Les deux auteurs partagent leurs vécus, à la recherche de résonances. Il est vain de leur demander si la littérature les a sauvés, ils sont condamnés à vivre avec leur trauma.

l'enragé nous prend à la gorge dès les premières lignes. Ce sont les prémisses d'une lecture en apnée, le souffle coupé, la boule au ventre.

« Tous ont la tête basse, le nez dans leur écuelle à chien. Ils bouffent, ils lapent, ils saucent leur pâtée sans un bruit. Interdit à table, le bruit.
[…]
Sous les coups de matraques, ma mâchoire renonce. J'ai un troupeau de gardes sur le dos. Ils me redressent, me passent les menottes. Un surveillant frappe ma nuque d'un coup de nerf de boeuf et me crache au visage.
-Salopard, va !
Je tremble. Tous tremblent. Deux coups de sifflet ».

Nous sommes au réfectoire de la colonie pénitentiaire de Belle ile en mer, ouvert de 1880 à 1977, pour des mineurs de dix à vingt et un ans, abandonnés par leurs parents, internés pour des petits larcins ou des accusations non fondées.

C'est un centre de torture où les sévices font légion, et où les prisonniers servent de main d'oeuvre pour la construction navale, les travaux des champs, le gros oeuvre du ballast ferroviaire ou des voiries… Leurs salaires sont versés à l'administration pénitentiaire. Tout concourt à « nous écraser sous les charges, affamer nos corps, essorer nos esprits ».
══════
## [TÂCHES À RÉALISER]
(1) D'après l'extrait source, pendant quelles années la colonie pénitentiaire du réfectoire a-t-elle été ouverte ?
(2) Indiquez si chacune de ces affirmations concorde avec l'extrait source, par oui ou non, en citant les mots décisifs : (a) la colonie recevait des mineurs de dix à vingt et un ans ; (b) les prisonniers touchaient eux-mêmes leurs salaires ; (c) le bruit était permis à table.
(3) Prolongez l'extrait source sur la colonie pénitentiaire à partir de sa dernière phrase.
══════
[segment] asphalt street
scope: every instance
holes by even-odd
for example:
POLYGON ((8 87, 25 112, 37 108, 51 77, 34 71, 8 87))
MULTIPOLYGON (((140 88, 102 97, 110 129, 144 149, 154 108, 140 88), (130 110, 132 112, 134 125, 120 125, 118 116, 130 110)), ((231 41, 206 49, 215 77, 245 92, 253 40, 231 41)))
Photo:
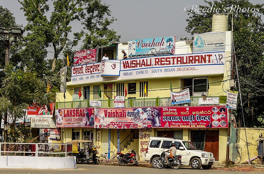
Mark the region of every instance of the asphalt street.
POLYGON ((94 164, 77 164, 76 169, 0 169, 1 174, 87 174, 105 173, 107 174, 140 174, 151 173, 170 174, 178 173, 184 174, 263 174, 262 172, 242 172, 241 171, 217 170, 213 169, 193 170, 190 168, 183 168, 176 170, 172 169, 159 169, 152 168, 130 166, 122 167, 111 165, 100 166, 94 164))

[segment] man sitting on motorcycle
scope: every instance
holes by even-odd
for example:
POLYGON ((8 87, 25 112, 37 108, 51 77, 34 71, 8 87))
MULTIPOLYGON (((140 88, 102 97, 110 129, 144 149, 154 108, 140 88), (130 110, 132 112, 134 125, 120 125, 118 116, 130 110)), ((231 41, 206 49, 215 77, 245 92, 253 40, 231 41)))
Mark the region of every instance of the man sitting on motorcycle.
POLYGON ((167 151, 165 151, 164 152, 167 152, 169 151, 170 151, 169 155, 165 155, 165 160, 166 160, 165 164, 168 164, 168 159, 170 158, 173 158, 173 156, 175 156, 176 155, 176 148, 175 147, 175 144, 173 143, 171 143, 170 145, 171 146, 171 148, 169 149, 169 150, 167 151))

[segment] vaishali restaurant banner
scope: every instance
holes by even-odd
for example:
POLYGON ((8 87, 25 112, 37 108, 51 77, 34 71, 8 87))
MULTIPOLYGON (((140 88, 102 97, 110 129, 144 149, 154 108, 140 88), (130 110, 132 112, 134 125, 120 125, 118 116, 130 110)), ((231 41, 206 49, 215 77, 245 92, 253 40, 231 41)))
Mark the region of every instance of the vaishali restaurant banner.
POLYGON ((111 128, 227 128, 224 106, 102 108, 95 127, 111 128))
POLYGON ((74 53, 73 65, 84 65, 98 61, 98 50, 96 48, 76 51, 74 53))
POLYGON ((93 127, 95 109, 73 108, 56 110, 57 127, 93 127))
POLYGON ((129 41, 129 59, 174 54, 175 36, 129 41))
POLYGON ((153 78, 219 74, 224 72, 225 56, 224 52, 201 53, 131 59, 120 62, 109 61, 105 66, 101 63, 79 65, 72 68, 71 81, 77 84, 141 79, 142 75, 153 78), (120 76, 105 75, 107 69, 120 76))

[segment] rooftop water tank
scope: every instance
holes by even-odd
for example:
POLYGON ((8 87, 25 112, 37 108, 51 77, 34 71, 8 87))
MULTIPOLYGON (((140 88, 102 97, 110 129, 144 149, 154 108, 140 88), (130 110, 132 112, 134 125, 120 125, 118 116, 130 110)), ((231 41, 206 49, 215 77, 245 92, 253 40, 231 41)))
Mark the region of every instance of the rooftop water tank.
POLYGON ((212 32, 226 32, 228 29, 228 17, 223 14, 215 14, 212 20, 212 32))

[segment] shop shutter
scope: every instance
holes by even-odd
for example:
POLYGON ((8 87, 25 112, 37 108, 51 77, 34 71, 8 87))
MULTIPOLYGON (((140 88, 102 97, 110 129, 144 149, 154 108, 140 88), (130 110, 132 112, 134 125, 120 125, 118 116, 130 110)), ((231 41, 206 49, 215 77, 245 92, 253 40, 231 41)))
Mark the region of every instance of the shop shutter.
POLYGON ((102 145, 101 153, 104 154, 108 153, 108 129, 102 129, 102 145))

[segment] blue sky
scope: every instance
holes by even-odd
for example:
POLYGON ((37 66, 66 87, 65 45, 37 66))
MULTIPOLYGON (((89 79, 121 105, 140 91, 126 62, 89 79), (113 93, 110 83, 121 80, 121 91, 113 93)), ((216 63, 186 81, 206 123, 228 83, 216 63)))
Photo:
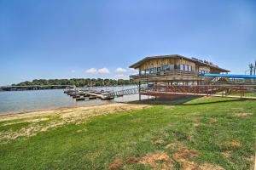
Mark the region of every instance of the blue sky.
POLYGON ((244 74, 255 31, 256 1, 0 0, 0 85, 128 78, 134 62, 172 54, 244 74))

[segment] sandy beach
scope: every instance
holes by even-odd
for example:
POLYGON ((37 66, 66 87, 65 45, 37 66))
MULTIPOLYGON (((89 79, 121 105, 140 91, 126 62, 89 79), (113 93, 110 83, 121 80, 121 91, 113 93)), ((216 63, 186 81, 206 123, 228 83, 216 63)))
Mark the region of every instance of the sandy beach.
POLYGON ((67 123, 84 122, 92 116, 137 110, 146 106, 145 105, 114 103, 1 115, 0 124, 2 127, 20 123, 29 123, 29 125, 17 131, 0 132, 0 140, 6 142, 20 136, 32 136, 38 132, 47 131, 67 123))

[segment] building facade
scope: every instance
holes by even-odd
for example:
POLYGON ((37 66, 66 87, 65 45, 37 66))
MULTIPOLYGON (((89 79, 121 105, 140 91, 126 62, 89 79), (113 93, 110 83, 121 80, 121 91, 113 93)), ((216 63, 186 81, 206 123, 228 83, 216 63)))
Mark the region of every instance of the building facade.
══════
## [RÉPONSES DANS L'ORDRE]
(1) De 1880 à 1977.

(2)
(a) Oui : « pour des mineurs de dix à vingt et un ans ».
(b) Non : « Leurs salaires sont versés à l'administration pénitentiaire. »
(c) Non : « Interdit à table, le bruit. »

(3)
Le 27 août 1934 éclate une émeute qui entraine l'évasion de 55 mutins (ou 56 selon certaines sources). Les touristes comme les habitants de l'île se mobilisent pour traquer les fuyards - à raison d'une récompense de 20 francs - , ils sont récupérés en l'espace de quelques heures, sauf un. Jacques Prévert est sur les lieux, en vacances. Très choqué, il compose le poème tristement célèbre, « la chasse à l'enfant ».

« Bandit ! Voyou ! Voyou ! Chenapan !
C'est la meute des honnêtes gens ».

Le père de Sorj Chalandon n'arrêtait pas de le menacer de le faire enfermer à Belle Ile. C'est pour cette raison qu'il s'est servi de ce fait divers pour construire l'enragé.

« En fait, Belle-Île m'avait toujours hantée. Et je me sentais coupable de ne pas avoir donné la parole à tous ces enfants dans mes écrits qui, je le savais, avaient été enfermés pendant près d'un siècle dans des conditions extrêmement dures ». Extrait d'un interview publié dans Le Télégramme, le 10 octobre 2023.

C'est ce qui le motive à raconter l'histoire du 56ème mutin, le seul qui n'a pas été retrouvé, Jules Bonneau, alias La Teigne, .

En tant qu'ancien enfant martyre, Sorj Chalandon est tout à fait à même pour se mettre dans la peau de Jules Bonneau et lui prêter sa voix.

Il s'ensuit un récit terrifiant qui nous malmène de bout en bout, en nous autorisant quelques rares bouffées d'air.

« Tu sais pourquoi je t'ai tendu la main, le premier jour ?
Non, je ne savais pas.
-Pour que tu desserres le poing.
J'ai souri ». (p.401)

On trouve aussi quelques traits d'humour.

« - Deux rouges à bord ? C'est plus « La Sainte-Sophie », c'est le cuirassé « Potemkine ». (p.372)

Pour organiser un enterrement sans argent, la bande d'amis trouve des subterfuges très drôles : « Les monogrammes correspondaient à un autre deuil, mais le doré faisait joli. […] le vieux mousse, lui se retrouvait déguisé en cocher, gants blancs et chapeaux haut de forme ». (p.267)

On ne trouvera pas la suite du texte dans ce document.